• _Given problem_
Rewrite the listing below, swapping every occurrence of "calla lily flower" for "arum lily bloom" and leaving everything else unchanged.

## Start

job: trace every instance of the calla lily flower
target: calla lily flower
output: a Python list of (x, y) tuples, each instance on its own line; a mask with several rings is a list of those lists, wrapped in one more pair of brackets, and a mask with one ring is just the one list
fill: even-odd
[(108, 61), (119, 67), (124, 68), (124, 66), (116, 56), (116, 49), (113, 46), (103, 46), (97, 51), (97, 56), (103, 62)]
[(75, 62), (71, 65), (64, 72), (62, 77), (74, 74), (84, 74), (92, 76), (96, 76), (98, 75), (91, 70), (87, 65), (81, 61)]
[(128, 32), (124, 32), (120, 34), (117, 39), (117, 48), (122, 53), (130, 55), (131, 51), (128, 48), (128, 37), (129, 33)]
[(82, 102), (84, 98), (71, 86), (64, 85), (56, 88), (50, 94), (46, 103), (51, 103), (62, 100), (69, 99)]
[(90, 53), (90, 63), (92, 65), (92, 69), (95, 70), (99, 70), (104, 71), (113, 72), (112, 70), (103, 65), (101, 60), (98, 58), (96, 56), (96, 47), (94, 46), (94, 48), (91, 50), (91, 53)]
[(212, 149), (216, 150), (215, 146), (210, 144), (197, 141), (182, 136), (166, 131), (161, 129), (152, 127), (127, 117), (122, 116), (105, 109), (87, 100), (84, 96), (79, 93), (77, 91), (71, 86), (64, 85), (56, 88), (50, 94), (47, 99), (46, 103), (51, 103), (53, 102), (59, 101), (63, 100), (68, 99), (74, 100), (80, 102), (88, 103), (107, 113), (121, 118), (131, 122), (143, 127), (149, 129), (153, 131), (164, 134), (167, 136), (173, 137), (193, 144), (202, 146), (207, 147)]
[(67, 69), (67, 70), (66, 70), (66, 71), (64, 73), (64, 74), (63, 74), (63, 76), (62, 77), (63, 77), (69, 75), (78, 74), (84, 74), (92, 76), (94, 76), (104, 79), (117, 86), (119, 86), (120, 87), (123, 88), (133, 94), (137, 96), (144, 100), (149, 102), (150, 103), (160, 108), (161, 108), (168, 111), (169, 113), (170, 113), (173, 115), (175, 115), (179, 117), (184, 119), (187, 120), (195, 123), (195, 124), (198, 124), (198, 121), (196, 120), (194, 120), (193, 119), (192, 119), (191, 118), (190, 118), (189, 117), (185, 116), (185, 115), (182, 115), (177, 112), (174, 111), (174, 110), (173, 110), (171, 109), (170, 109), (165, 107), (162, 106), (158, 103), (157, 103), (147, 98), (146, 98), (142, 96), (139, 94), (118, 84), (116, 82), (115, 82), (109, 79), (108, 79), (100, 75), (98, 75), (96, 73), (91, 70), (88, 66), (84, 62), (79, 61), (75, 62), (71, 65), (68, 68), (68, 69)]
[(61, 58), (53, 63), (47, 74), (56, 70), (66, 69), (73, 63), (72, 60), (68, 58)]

## End

• _Reply_
job: trace every instance of the arum lily bloom
target: arum lily bloom
output: a Python list of (x, y) tuples, each instance on its own line; a mask with several rings is a list of those lists, wrapped in one more pair of brackets, and a mask with one ring is just the one list
fill: even-odd
[(108, 61), (119, 67), (124, 68), (124, 66), (116, 56), (116, 49), (113, 46), (103, 46), (97, 51), (97, 56), (103, 62)]
[(75, 62), (71, 65), (64, 72), (62, 77), (74, 74), (84, 74), (92, 76), (96, 76), (98, 75), (91, 70), (87, 65), (81, 61)]
[(128, 32), (124, 32), (120, 34), (117, 39), (117, 48), (122, 53), (130, 55), (131, 51), (128, 48), (128, 37), (129, 33)]
[(82, 102), (84, 98), (71, 86), (64, 85), (56, 88), (50, 94), (46, 103), (51, 103), (62, 100), (69, 99)]
[(90, 53), (90, 63), (92, 65), (92, 69), (95, 70), (99, 70), (104, 71), (113, 72), (112, 70), (103, 65), (101, 60), (98, 58), (96, 56), (96, 47), (94, 46), (94, 48), (91, 50), (91, 53)]
[(212, 149), (216, 150), (215, 146), (210, 144), (197, 141), (182, 136), (166, 131), (161, 129), (152, 127), (127, 117), (122, 116), (105, 109), (87, 100), (84, 96), (79, 93), (77, 91), (71, 86), (64, 85), (56, 88), (50, 94), (47, 99), (46, 103), (51, 103), (53, 102), (59, 101), (63, 100), (68, 99), (74, 100), (80, 102), (88, 103), (107, 113), (121, 118), (131, 122), (143, 127), (149, 129), (153, 131), (164, 134), (167, 136), (173, 137), (193, 144), (202, 146), (207, 147)]
[(67, 69), (67, 70), (66, 70), (66, 71), (64, 73), (64, 74), (63, 74), (63, 76), (62, 77), (63, 77), (69, 75), (78, 74), (84, 74), (92, 76), (94, 76), (104, 79), (117, 86), (119, 86), (120, 87), (123, 88), (133, 94), (137, 96), (144, 100), (149, 102), (150, 103), (160, 108), (161, 108), (168, 111), (169, 113), (170, 113), (173, 115), (175, 115), (179, 117), (184, 119), (187, 120), (195, 123), (195, 124), (198, 124), (198, 121), (196, 120), (194, 120), (193, 119), (192, 119), (191, 118), (190, 118), (189, 117), (185, 116), (185, 115), (182, 115), (177, 112), (174, 111), (174, 110), (173, 110), (171, 109), (170, 109), (165, 107), (162, 106), (158, 103), (157, 103), (147, 98), (146, 98), (142, 96), (139, 94), (118, 84), (116, 82), (115, 82), (109, 79), (108, 79), (100, 75), (98, 75), (96, 73), (91, 70), (88, 66), (84, 62), (79, 61), (75, 62), (71, 65), (68, 68), (68, 69)]
[(61, 58), (53, 63), (47, 74), (56, 70), (66, 69), (73, 63), (72, 60), (68, 58)]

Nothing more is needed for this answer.